EXERCISE REQUIREMENTS →
Copy the listing below word for word, starting with the line that contains "Existence query: does the image contain any rigging" and going on through the end of the listing.

RECORDS FOR THE TASK →
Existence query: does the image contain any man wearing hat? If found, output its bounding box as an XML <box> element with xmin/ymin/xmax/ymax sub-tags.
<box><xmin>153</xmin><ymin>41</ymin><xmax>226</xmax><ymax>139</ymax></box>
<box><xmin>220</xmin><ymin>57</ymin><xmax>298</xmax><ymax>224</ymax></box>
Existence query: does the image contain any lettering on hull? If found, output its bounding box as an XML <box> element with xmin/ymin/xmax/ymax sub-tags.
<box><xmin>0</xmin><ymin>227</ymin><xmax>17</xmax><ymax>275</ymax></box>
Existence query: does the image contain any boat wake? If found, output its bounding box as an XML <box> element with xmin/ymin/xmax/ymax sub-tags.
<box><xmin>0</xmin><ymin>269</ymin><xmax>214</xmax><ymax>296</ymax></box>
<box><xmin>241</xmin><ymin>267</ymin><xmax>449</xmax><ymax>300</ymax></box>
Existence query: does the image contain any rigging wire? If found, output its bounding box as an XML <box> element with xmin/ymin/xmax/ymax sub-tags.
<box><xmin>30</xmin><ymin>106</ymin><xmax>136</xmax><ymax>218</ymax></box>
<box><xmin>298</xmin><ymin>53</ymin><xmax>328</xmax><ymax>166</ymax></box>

SOLUTION →
Existence query: does the image contain any rigging wire? If found, output its bounding box as an XML <box> element with xmin/ymin/xmax/ymax sub-tags.
<box><xmin>30</xmin><ymin>106</ymin><xmax>136</xmax><ymax>218</ymax></box>
<box><xmin>298</xmin><ymin>53</ymin><xmax>328</xmax><ymax>166</ymax></box>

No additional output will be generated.